- [AVAILABLE RECORDS]
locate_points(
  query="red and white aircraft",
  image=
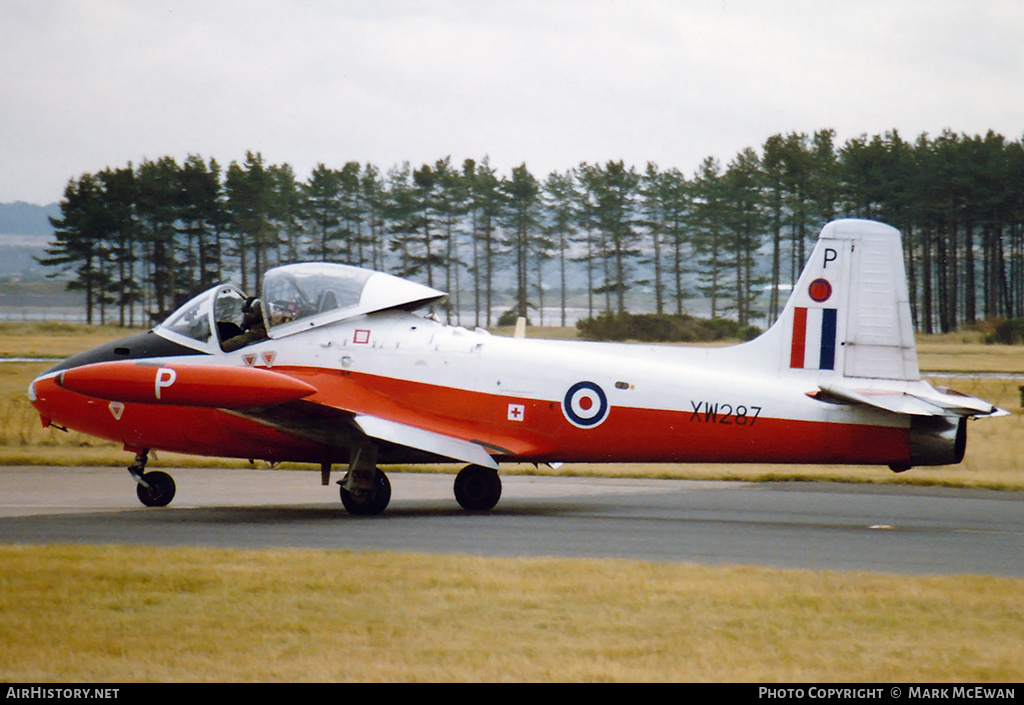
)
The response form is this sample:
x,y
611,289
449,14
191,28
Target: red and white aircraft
x,y
338,369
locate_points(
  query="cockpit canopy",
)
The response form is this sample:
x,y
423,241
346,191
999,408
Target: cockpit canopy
x,y
295,297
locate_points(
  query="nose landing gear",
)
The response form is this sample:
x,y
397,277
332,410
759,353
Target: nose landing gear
x,y
154,489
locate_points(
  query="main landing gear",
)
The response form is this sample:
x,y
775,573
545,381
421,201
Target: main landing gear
x,y
367,491
154,489
477,488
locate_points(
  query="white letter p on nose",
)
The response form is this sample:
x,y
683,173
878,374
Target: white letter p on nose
x,y
165,377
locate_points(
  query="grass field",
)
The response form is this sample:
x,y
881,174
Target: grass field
x,y
122,614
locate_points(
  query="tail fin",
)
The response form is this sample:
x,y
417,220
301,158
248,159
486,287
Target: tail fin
x,y
849,315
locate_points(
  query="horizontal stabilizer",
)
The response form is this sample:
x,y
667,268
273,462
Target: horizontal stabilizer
x,y
219,386
411,437
930,402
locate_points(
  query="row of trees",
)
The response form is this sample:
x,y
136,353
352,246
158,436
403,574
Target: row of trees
x,y
146,237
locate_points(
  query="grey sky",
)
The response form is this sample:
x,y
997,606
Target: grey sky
x,y
93,83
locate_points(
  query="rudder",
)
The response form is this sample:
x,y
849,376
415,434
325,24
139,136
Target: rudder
x,y
849,314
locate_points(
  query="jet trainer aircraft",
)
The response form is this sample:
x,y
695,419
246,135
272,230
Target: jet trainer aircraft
x,y
332,366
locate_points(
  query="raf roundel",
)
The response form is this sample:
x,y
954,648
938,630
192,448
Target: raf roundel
x,y
585,405
820,290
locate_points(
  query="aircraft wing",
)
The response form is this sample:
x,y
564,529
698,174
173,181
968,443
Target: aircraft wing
x,y
272,399
399,442
420,439
933,402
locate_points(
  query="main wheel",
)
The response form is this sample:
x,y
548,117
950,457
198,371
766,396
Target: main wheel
x,y
477,488
364,503
160,491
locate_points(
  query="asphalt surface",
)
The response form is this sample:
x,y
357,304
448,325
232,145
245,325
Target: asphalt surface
x,y
787,525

- [ASSIGNMENT]
An exact reproduction of the material above is needed, without its pictures.

- [TASK RESPONSE]
locate_points(
  query="red and white aircraft",
  image=
)
The response form is this sample:
x,y
611,289
449,14
191,28
Target: red and white aircraft
x,y
338,369
locate_points(
  query="cockpit canopy",
)
The response form is this sample:
x,y
423,241
346,191
999,408
Target: cockpit canopy
x,y
295,297
locate_points(
  query="nose landing gear",
)
The response form is this sample:
x,y
397,277
332,410
759,353
Target: nose landing gear
x,y
154,489
locate_points(
  query="main landing gear",
)
The response form is this sample:
x,y
775,573
545,381
421,201
Target: main landing gear
x,y
367,491
154,489
477,488
locate_points(
  query="white letter p on nose",
)
The response form is this sample:
x,y
683,173
878,374
Target: white letter p on nose
x,y
165,377
locate_points(
  query="grass field",
)
The response form is this sample:
x,y
881,174
Target: grass field
x,y
122,614
locate_points(
  query="tail fin",
)
The response form is this sample:
x,y
417,220
301,158
248,159
486,287
Target: tail fin
x,y
849,315
locate_points(
  query="horizontal stabilizer",
)
The response form is this sample:
x,y
667,268
273,462
Target: horizontal stabilizer
x,y
219,386
411,437
930,402
locate_points(
  query="row of trees",
)
The response form is this sample:
x,y
136,353
352,246
158,436
403,574
Target: row of trees
x,y
146,237
locate_points(
  query="grey sky",
)
The response form is this sample:
x,y
997,606
Target: grey sky
x,y
93,83
locate_points(
  query="rudder",
)
The response form is this sample:
x,y
849,376
415,434
325,24
139,136
Target: rudder
x,y
849,314
locate_points(
  query="jet trainer aircraft",
)
The response form is this sample:
x,y
695,419
246,135
272,230
Target: jet trainer aircraft
x,y
332,366
locate_points(
  query="raf roundel",
)
The response form is this sample:
x,y
954,648
938,630
192,448
Target: raf roundel
x,y
585,405
820,290
locate_points(
  query="aircraft wing",
)
The response form is this sample:
x,y
564,529
698,174
173,181
968,443
Target: aircraft wing
x,y
272,399
399,442
420,439
933,402
locate_points(
  query="main wheel",
)
The response form is this sample:
x,y
548,117
950,457
198,371
766,396
Target: main wheel
x,y
477,488
364,503
160,491
locate_points(
  query="asphalt surface",
)
The response form is this sample:
x,y
357,304
448,325
232,145
245,325
Target: asphalt surface
x,y
787,525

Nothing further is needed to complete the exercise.